■ **SUPPLIED PASSAGE**:
....

A Taste of Molecular Biology
Now that I've given you my general take on how a Perl programmer could move into biology research, I'll turn my attention to two basic molecular biology techniques that are fundamental in biology research, as for instance in the Human Genome Project: restriction enzymes and cloning with PCR.
First, we have to point out that the two most important biological molecules, DNA and proteins, are both polymers, which are chains of smaller building block molecules. DNA is made out of four building blocks, the nucleotides or "bases"; proteins are made from 20 amino acids. DNA has a regular structure, usually the famous double helix of two complementary strands intertwined; whereas proteins fold up in a wide variety of ways that have an important effect on what the proteins are able to do inside the cell. DNA is the primary genetic material that transmits traits to succeeding generations. Finally, DNA contains the coded templates from which proteins are made; and proteins accomplish much of the work of the cell.

....

■ **GIVEN MATERIAL**:
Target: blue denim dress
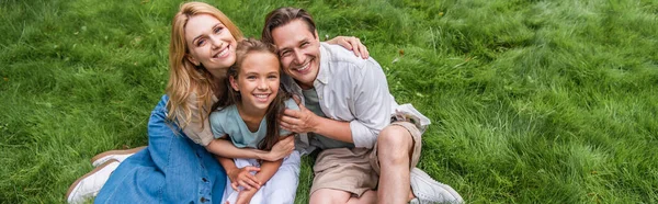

....

■ **YOUR TASKS**:
1. In one to three sentences, explain why the molecular biology passage says it matters how proteins fold up.
2. Write the next part of the molecular biology passage, picking up after its final sentence.
These lines have no connection to the molecular biology passage.

■ **RESULTS FOR EACH TASK**:
1. Proteins fold up in a wide variety of ways, and those shapes have an important effect on what the proteins are able to do inside the cell.

2.
One important class of proteins are enzymes, which promote certain specific chemical reactions in the cell. In 1978 the Nobel Prize was awarded to Werner Arber, Daniel Nathans, and Hamilton Smith for their discovery and work on restriction enzymes in the 1960s and early 1970s. Restriction enzymes are a large group of enzymes that have the useful property of cutting DNA at specific locations called restriction sites. This has been exploited in several important ways. It has been an important technique in fingerprinting DNA, as is used in forensic science to identify individuals. It has been instrumental in developing physical maps, which are known positions along DNA and are used to zero in on the location of genes, and also serve as a reference point for the lengthy process of the determination of the entire sequence of bases in DNA.
Restriction enzymes are fundamental to modern biological research. To learn more about them, you could go to the REBASE restriction enzyme database where detailed information about all known restriction enzymes is collected. Many of them are easily ordered from supply houses for use in the lab.
One of the most common restriction enzymes is called EcoRI. When it finds the six bases GAATTC along a strand of DNA, it cleaves the DNA.
The other main technique I want to introduce is one already mentioned: PCR, or the polymerase chain reaction. This is the most important way that DNA samples are cloned, that is, have copies made. PCR is very powerful at this; in a short time many millions of copies of a stretch of DNA can be created, at which point there is enough of a "sample" of the DNA to perform other molecular biology experiments, such as determining what exactly is the sequence of bases in the DNA (as has been accomplished for humans in the Human Genome Project.)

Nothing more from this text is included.